## Trecho de origem
────────

DESENVOLVIMENTO DESIGUAL DO CAPITALISMO NO CAMPO
Onde se realiza basicamente essa produção de que tratamos até aqui? O Brasil, país-continente, é profundamente desigual no que diz respeito ao nível de desenvolvimento econômico-social. Como já tipificamos três grandes áreas para o estudo da concentração fundiária, tomemos as mesmas áreas e vejamos como se distribuem nelas os outros fatores até aqui estudados (mão-de-obra, produção e valor da produção, utilização de máquinas e insumos). A precariedade dos dados mais uma vez não nos permite traçar um perfil completo dessa distribuição, mas a partir do disponível chegamos às seguintes conclusões:
Quadro 10 (p. 18)
Distribuição por região de mão-de-obra e empregadores
Mão-de-obra
O Sul/Sudeste desponta como a região que tem o maior número de assalariados, detendo pouco mais da metade do número total (51,8%), sendo também a região onde maior é o número de empregadores (62,5%). O Nordeste sobressai pelo maior número de autônomos (2,8 milhões), correspondendo a 49,8% do total, não sendo, porém, desprezível o número de assalariados (2,1 milhões, 34%), que destaca o quanto o capitalismo nas suas diversas formas ali já penetrou. Na região da Fronteira Agrícola chama a atenção o equilíbrio relativo entre os três tipos, que variam muito pouco, entre 11,6% e 14,7%. Isto reflete a característica de área de ocupação recente na qual a expansão da agricultura tem-se feito fundamentalmente através de grandes projetos, em moldes empresariais modernos.
Prova disso é que nos estados dessa região a taxa anual de crescimento da mão-de-obra assalariada temporária atinge níveis surpreendentes: em Rondônia cresceu 476,2%, passando de 1.792, em 1970, para 8.534, em 1975; em Goiás, no mesmo período, passou de 124.414 para 214.968, crescendo 173,0%. Outro aspecto a ressaltar é que na coluna de empregadores está desde o empresário capitalista que administra sua produção em terra própria ou arrendada, até o pequeno proprietário, fazendeiro, que nos momentos de pico na sua produção assalaria alguns trabalhadores e eventualmente se assalaria em certos períodos para complementar sua renda familiar.
Produção e Valor da Produção
O principal centro produtor agropecuário de nosso país situa-se na região Sul/Sudeste, com exceção do cacau e mandioca, cuja produção é predominante no Nordeste e no Norte. Chega-se a essa constatação ao examinar-se o quadro da participação regional quanto à produção e ao valor da produção dos cinco principais produtos agrícolas de exportação e dos cinco de consumo interno, mais a produção de leite.
Quaro 11 (p. 19)

────────

## Informações registradas
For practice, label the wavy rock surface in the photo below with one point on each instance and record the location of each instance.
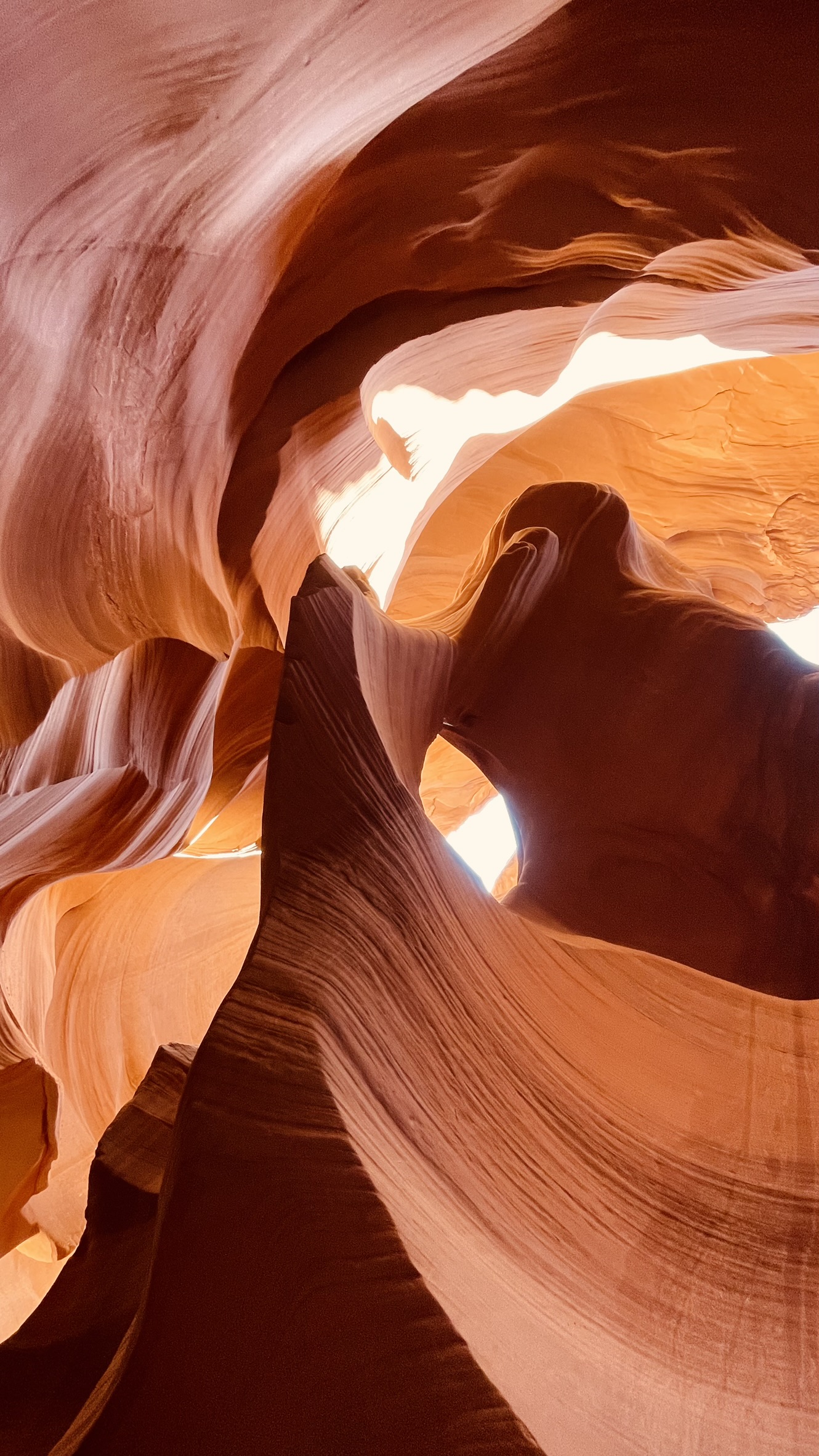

────────

## Problemas a resolver
1. Segundo o texto sobre o desenvolvimento desigual do capitalismo no campo, que percentual do total de assalariados está no Sul/Sudeste?
2. Dê continuidade ao texto sobre o desenvolvimento desigual do capitalismo no campo a partir do ponto em que ele termina.

## Respostas dos exercícios
1. O Sul/Sudeste detém 51,8% do total de assalariados.

2.
Valor da produção (VP) e produção (P) em termos percentuais dos 5 (cinco) principais produtos de exportação; 5 (cinco) de consumo interno e leite, e sua localização por região geográfica
Em alguns casos, essa produção é altamente concentrada em 1 ou 2 estados, como no caso da soja, produzida por Rio Grande do Sul e Paraná juntos, em 73,4% do total e 78,1% do valor da produção; da cana, São Paulo sozinho detém 49% da produção e 44,6% do valor gerado; do cacau, onde toda produção e valor da produção do Nordeste se concentram na Bahia, mais precisamente no seu litoral sul. No arroz, o Rio Grande do Sul sozinho detém 23,4% da produção e 24,5% do valor da produção, significando aproximadamente 1/4 dessa atividade. A grande participação da Fronteira Agrícola (33,5% e 36,1 %) deve-se à expressiva produção de Goiás e Mato Grosso que, juntos, detêm 26,8% e 24,2% do valor da produção.
Também no Sul/Sudeste é onde se obtém o maior índice de rentabilidade por hectare nas principais atividades agropecuárias. Dos dez produtos com que estamos trabalhando como exemplo, todos obtêm maior rendimento por hectare nessa região, inclusive o cacau e a mandioca que são prioritariamente produzidos no Nordeste. O cacau rende 1.500 kg/ha em Minas Gerais, 950 kg/ha em São Paulo e 640 kg/ha na Bahia. Na mandioca, o Paraná obtém 19.731 kg/ha, São Paulo 18.495 kg/ha e Bahia, maior produtor do país, 16.000 kg/ha. Na cana, o Paraná obtém 76.762 kg/ha, São Paulo 72.448 kg/ha e Alagoas, maior produtor do Nordeste, atinge 49 mil kg/ha; Pernambuco, tradicional produtor, atinge 48.053 kg/ha. Chama a atenção o fato de que a maior rentabilidade do feijão é obtida no Amazonas (1.000 kg/ha), salvo erro estatístico, ou talvez alguma produção experimental, pois a produção global do Estado é inexpressiva (3.000 toneladas). Logo em seguida vem o Rio de Janeiro, com 643 kg/ha.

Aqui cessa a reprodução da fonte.